##### 제공된 글 #####

# Query News Crawler

## 0. imports

In [1]:
%load_ext lab_black

In [2]:
import sys

sys.path.append("..")

In [130]:
import os
import re
import time
import random
import dill
import requests
import urllib

from collections import defaultdict
from datetime import datetime, timedelta
from typing import List, Dict, Union

from bs4 import BeautifulSoup
from bs4.element import NavigableString
from kss import split_sentences

from tqdm import tqdm, trange
from crawler.utils import clean_text

## 1. QueryNewsCrawler class

### 1.1 line by line coding

In [152]:
query = "코스피"
query = urllib.parse.quote(query)

main_url = "https://search.naver.com/search.naver"
query_url = "?where=news&sm=tab_pge&query="
# 네이버 뉴스의 경우 page가 아닌
# 뉴스 기사 개수 카운팅으로 보여주고 있음
# 1 ~ 4000개까지 10개 단위로 보여줌
page_url = "&sort=0&photo=0&field=0&pd=0&ds=&de=&cluster_rank=23&mynews=0&office_type=0&office_section_code=0&news_office_checked=&nso=so:r,p:all,a:all&start="

start = 1
start_range = list(range(1, 4000, 10))
url = f"{main_url}{query_url}{query}{page_url}{start}"

In [124]:
# req = requests.get(url)
# soup = BeautifulSoup(req.text, "html.parser")

# # ul lists
# ul_lists = soup.find("ul", {"class": "list_news"})
# # news links
# links = ul_lists.find_all("a", {"class": "news_tit"})
# link_title_dict = {row["href"]: {"title": row["title"]} for row in links}


# # update news texts
# news_texts = ul_lists.find_all("a", {"class": "api_txt_lines dsc_txt_wrap"})

##### 원본 자료 #####

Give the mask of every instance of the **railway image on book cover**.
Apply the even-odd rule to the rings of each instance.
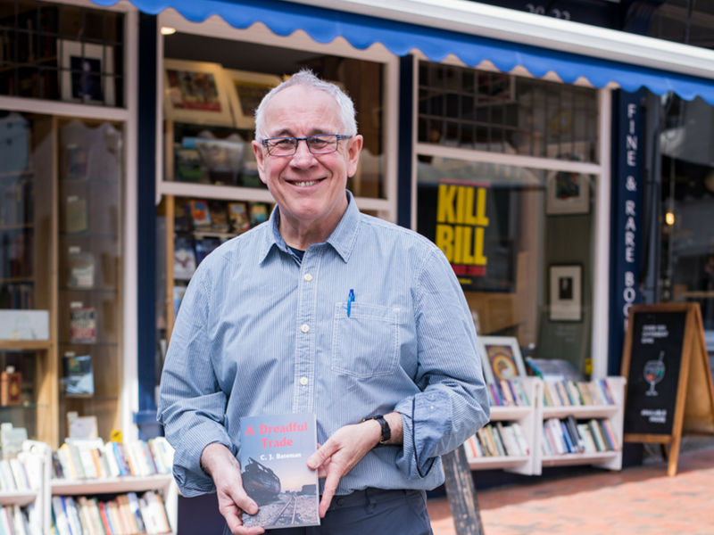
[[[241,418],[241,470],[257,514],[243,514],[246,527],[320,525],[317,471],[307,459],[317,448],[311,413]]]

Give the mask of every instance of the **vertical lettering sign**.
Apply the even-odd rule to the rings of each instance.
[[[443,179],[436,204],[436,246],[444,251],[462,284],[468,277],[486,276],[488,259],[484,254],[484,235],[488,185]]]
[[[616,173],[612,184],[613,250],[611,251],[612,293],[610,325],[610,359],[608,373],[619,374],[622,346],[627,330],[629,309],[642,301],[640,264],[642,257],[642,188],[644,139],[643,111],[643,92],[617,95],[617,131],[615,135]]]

#####

- **수행할 작업**
(a) 제공된 글의 코드는 start_range를 1에서 시작해 10씩 늘어나는 목록으로 만듭니다. 그 이유를 글에 적힌 설명에 따라 한두 문장으로 밝히세요.
(b) 제공된 글에서 "# 네이버 뉴스의 경우"에서 시작해 "list(range(1, 4000, 10))"까지 이어지는 부분을 글자 하나 바꾸지 말고 그대로 옮겨 적으세요.
이 자료는 여기서 아무런 역할도 하지 않습니다.

- **작업별 답변**
(a) 네이버 뉴스는 검색 결과를 페이지 번호가 아니라 뉴스 기사 개수를 세는 방식으로 보여 주고, 1개부터 4000개까지 10개 단위로 나누어 제공하기 때문입니다.

(b)
# 네이버 뉴스의 경우 page가 아닌
# 뉴스 기사 개수 카운팅으로 보여주고 있음
# 1 ~ 4000개까지 10개 단위로 보여줌
page_url = "&sort=0&photo=0&field=0&pd=0&ds=&de=&cluster_rank=23&mynews=0&office_type=0&office_section_code=0&news_office_checked=&nso=so:r,p:all,a:all&start="

start = 1
start_range = list(range(1, 4000, 10))